→ CONSIGNE A: Recopiez la liste à l'identique en commençant à sa première ligne et en vous arrêtant après la ligne qui contient "155 66 L 150".

===== EXTRAIT DU TEXTE

2025 - The brutalist - un film de Brady Corbet

“The brutalist”, un film de Brady Corbet


Une entrée dans l'obscurité. Des pas illusoires vers la lumière. La création comme planche de salut. L'est-elle vraiment ? Des plans serrés. Une lumière qui laisse toute sa part à l'ombre. Un corps à corps avec le réel et des temporalités. Un montage où les temps se dissolvent dans l'instant et la matière, dans la souffrance constante des chairs et du souvenir.


Le protagoniste, interprété par le génial Adrien Brody, est revenu de l'enfer des camps dans une quête d'éternité créative, comme unique moyen de survie. Où est-ce que "tout cela" conduit ?

 

Quand un jeune cinéaste américain, en l'occurrence Brady Corbet, nous montre le revers de la médaille du "rêve américain" dans un temps d'après-guerre, revisité dans la matière brute d'une œuvre monumentale qui se construit sous nos yeux, nous avons l'impression que ce qui s'éteignait sur ce territoire reprend vie, là où on ne l'attendait pas. 


L'art, comme une trace mémorielle, qui ne sera pas perçue comme telle dans un monde où les rêves se fabriquent à partir des apparences et de "la planche à billet vert".

==========
===== INFORMATIONS EXTRAITES

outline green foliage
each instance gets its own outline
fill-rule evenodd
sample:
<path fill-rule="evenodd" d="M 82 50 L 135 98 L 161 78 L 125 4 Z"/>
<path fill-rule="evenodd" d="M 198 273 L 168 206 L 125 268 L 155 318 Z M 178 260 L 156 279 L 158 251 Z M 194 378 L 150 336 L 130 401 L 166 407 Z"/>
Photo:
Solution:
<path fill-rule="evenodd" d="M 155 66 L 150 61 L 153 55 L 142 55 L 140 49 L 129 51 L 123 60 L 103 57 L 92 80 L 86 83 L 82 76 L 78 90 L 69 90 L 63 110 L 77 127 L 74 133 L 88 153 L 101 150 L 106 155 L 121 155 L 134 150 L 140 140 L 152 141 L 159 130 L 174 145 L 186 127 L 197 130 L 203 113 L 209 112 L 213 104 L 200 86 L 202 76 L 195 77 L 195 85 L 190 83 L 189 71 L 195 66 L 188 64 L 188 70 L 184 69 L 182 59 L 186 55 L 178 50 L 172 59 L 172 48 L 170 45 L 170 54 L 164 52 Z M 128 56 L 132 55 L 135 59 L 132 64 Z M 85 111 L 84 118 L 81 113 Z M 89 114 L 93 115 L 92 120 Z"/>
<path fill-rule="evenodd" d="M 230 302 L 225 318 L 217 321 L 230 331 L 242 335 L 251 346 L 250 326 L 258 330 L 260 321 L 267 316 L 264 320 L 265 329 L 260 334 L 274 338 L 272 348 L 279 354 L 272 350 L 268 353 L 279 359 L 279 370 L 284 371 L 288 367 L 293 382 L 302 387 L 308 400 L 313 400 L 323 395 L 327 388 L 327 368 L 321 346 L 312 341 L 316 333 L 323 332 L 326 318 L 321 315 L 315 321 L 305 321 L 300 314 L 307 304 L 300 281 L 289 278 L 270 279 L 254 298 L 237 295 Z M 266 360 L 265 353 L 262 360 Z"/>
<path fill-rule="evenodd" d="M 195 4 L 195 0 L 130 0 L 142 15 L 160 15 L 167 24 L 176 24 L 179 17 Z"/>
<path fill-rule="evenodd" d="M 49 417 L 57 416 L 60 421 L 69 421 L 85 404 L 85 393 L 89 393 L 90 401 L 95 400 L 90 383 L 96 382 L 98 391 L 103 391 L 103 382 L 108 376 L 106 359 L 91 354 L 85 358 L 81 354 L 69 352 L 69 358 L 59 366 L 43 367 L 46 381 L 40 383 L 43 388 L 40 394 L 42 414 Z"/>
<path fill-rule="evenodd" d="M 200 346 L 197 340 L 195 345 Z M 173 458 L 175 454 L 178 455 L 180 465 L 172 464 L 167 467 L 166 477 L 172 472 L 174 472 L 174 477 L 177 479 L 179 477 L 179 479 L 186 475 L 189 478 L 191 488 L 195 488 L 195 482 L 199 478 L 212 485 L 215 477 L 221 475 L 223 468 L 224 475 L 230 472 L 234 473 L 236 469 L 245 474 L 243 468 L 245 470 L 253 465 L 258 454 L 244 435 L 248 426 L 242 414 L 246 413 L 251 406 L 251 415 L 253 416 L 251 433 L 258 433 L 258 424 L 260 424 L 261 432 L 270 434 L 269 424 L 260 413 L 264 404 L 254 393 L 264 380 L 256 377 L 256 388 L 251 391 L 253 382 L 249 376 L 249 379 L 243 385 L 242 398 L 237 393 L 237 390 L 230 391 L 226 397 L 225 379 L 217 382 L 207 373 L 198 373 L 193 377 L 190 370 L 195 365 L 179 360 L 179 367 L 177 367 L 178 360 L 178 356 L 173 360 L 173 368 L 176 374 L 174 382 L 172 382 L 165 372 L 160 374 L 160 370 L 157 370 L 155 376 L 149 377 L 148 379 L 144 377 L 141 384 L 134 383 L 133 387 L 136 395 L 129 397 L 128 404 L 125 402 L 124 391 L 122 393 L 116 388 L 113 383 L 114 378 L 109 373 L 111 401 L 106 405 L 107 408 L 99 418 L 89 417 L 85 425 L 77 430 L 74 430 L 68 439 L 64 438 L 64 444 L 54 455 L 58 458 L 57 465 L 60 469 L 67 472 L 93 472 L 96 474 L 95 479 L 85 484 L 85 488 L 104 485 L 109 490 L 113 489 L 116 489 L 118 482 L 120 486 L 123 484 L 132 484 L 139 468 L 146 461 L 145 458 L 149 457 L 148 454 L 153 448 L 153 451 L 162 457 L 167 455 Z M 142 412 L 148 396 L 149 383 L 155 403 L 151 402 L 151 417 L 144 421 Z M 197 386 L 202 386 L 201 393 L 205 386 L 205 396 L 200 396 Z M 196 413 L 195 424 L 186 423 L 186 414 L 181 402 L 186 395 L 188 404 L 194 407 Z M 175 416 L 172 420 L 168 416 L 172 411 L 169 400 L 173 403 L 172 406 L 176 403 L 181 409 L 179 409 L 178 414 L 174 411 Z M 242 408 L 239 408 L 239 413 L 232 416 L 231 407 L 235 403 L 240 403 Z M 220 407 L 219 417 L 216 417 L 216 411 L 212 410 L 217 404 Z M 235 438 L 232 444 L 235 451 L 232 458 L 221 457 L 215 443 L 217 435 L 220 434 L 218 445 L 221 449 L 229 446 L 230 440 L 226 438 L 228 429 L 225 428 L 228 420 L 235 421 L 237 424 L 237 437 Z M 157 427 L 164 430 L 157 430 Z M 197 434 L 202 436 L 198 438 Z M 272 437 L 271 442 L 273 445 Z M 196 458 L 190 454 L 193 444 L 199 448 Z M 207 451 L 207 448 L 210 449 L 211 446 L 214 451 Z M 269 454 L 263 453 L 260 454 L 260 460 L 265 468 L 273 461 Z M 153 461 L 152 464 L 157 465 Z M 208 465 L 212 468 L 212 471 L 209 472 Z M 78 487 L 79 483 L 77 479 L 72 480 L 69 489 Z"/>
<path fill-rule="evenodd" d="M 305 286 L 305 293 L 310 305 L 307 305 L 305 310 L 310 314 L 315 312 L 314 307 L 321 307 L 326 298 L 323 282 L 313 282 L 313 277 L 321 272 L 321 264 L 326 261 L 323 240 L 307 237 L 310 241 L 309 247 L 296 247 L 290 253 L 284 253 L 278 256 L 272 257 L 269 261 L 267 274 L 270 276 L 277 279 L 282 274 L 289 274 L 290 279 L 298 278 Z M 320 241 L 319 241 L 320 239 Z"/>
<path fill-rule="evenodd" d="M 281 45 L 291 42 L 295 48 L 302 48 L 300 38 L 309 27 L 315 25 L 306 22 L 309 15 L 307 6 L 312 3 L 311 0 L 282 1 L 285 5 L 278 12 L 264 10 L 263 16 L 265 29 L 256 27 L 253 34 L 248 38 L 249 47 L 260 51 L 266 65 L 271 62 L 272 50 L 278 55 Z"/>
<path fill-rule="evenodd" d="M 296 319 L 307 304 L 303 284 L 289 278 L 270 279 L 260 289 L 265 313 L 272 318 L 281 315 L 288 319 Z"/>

==========

→ CONSIGNE B: Reproduisez sans aucune modification l'intégralité du texte sur le film The brutalist.

→ RÉPONSE RÉDIGÉE A:
outline green foliage
each instance gets its own outline
fill-rule evenodd
sample:
<path fill-rule="evenodd" d="M 82 50 L 135 98 L 161 78 L 125 4 Z"/>
<path fill-rule="evenodd" d="M 198 273 L 168 206 L 125 268 L 155 318 Z M 178 260 L 156 279 L 158 251 Z M 194 378 L 150 336 L 130 401 L 166 407 Z"/>
Photo:
Solution:
<path fill-rule="evenodd" d="M 155 66 L 150 61 L 153 55 L 142 55 L 140 49 L 129 51 L 123 60 L 103 57 L 92 80 L 86 83 L 82 76 L 78 90 L 69 90 L 63 110 L 77 127 L 74 133 L 88 153 L 101 150 L 106 155 L 121 155 L 134 150 L 140 140 L 152 141 L 159 130 L 174 145 L 186 127 L 197 130 L 203 113 L 209 112 L 213 104 L 200 86 L 202 76 L 195 77 L 195 85 L 190 83 L 189 71 L 195 66 L 188 64 L 188 70 L 184 69 L 182 59 L 186 55 L 178 50 L 172 59 L 172 48 L 170 45 L 170 54 L 164 52 Z M 128 56 L 132 55 L 135 59 L 132 64 Z M 85 111 L 84 118 L 81 113 Z M 89 114 L 93 115 L 92 120 Z"/>

→ RÉPONSE RÉDIGÉE B:
2025 - The brutalist - un film de Brady Corbet

“The brutalist”, un film de Brady Corbet


Une entrée dans l'obscurité. Des pas illusoires vers la lumière. La création comme planche de salut. L'est-elle vraiment ? Des plans serrés. Une lumière qui laisse toute sa part à l'ombre. Un corps à corps avec le réel et des temporalités. Un montage où les temps se dissolvent dans l'instant et la matière, dans la souffrance constante des chairs et du souvenir.


Le protagoniste, interprété par le génial Adrien Brody, est revenu de l'enfer des camps dans une quête d'éternité créative, comme unique moyen de survie. Où est-ce que "tout cela" conduit ?

 

Quand un jeune cinéaste américain, en l'occurrence Brady Corbet, nous montre le revers de la médaille du "rêve américain" dans un temps d'après-guerre, revisité dans la matière brute d'une œuvre monumentale qui se construit sous nos yeux, nous avons l'impression que ce qui s'éteignait sur ce territoire reprend vie, là où on ne l'attendait pas. 


L'art, comme une trace mémorielle, qui ne sera pas perçue comme telle dans un monde où les rêves se fabriquent à partir des apparences et de "la planche à billet vert".